(Detection examples)
## Begin
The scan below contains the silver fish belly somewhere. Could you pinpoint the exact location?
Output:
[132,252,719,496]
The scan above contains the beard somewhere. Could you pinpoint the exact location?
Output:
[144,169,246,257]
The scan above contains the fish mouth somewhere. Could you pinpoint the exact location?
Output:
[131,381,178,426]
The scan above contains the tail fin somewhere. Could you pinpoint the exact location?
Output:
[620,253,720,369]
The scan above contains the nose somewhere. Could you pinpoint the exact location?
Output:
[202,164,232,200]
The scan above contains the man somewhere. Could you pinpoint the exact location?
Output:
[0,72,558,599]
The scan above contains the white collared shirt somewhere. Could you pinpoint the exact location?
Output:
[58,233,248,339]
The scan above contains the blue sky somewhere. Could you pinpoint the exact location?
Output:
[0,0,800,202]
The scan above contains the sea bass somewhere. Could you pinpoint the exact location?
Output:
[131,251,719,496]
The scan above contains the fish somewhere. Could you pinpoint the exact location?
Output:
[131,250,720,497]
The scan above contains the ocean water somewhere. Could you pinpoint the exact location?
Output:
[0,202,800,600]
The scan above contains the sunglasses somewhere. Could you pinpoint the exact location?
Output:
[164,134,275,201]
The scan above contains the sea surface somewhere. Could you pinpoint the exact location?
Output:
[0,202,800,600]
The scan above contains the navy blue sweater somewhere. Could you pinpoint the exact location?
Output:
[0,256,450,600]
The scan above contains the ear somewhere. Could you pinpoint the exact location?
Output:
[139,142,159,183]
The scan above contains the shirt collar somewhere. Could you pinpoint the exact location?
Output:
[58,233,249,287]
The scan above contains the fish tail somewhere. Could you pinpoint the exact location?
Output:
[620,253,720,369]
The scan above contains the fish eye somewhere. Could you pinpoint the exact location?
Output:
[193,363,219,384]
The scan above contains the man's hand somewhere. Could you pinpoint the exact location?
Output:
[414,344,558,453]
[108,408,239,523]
## End
* [Your task]: Reproduce every item above verbatim, keeping each line unchanged.

* [Expected answer]:
The scan below contains the silver fish belly somewhere. Could you pinpoint the exact location?
Output:
[132,252,719,496]
The scan above contains the beard somewhere. Could you pinpoint the exact location?
Output:
[144,169,246,257]
The scan above contains the fish mouth somewhere. Could you pinpoint the exact location?
Output:
[131,381,178,426]
The scan above contains the tail fin somewhere. Could you pinpoint the exact location?
Output:
[620,253,720,369]
The scan above contains the nose somewhere. Could you pinpoint the exact location?
Output:
[202,164,232,200]
The scan above contains the man somewhere. Could you pinpoint the exact location?
Output:
[0,72,558,599]
The scan above contains the white collared shirt somewhere. Could you pinpoint the exact location?
Output:
[58,233,248,339]
The scan above contains the blue sky somewhere. Could you pinpoint the exact location?
Output:
[0,0,800,202]
The scan above contains the sea bass somewhere. Could you pinpoint the exact location?
Output:
[131,251,719,496]
The scan above contains the fish somewhere. Could you pinpoint the exact location?
Output:
[131,250,720,497]
The scan above contains the ocean water somewhere. Could you pinpoint the exact location?
Output:
[0,202,800,600]
The scan above contains the sunglasses somewhere. Could you pinpoint the exact location?
Output:
[164,134,275,201]
The scan above contains the sea surface somewhere. Could you pinpoint the exact location?
Output:
[0,202,800,600]
The scan above contains the navy blue sweater somewhere. Could you pinpoint the exact location?
Output:
[0,256,450,600]
The scan above contains the ear somewhere. Could you pinpoint the exact location?
Output:
[139,142,159,183]
The scan above contains the shirt collar somewhere. Could you pinpoint the exact location?
Output:
[58,233,249,287]
The scan above contains the fish tail somewhere. Could you pinpoint the exact location?
Output:
[620,253,720,369]
The scan above contains the fish eye somewhere. Could you pinpoint the exact location?
Output:
[193,363,219,384]
The scan above contains the man's hand somewhere. Could you pinpoint the exact location?
Output:
[414,344,558,453]
[108,408,239,523]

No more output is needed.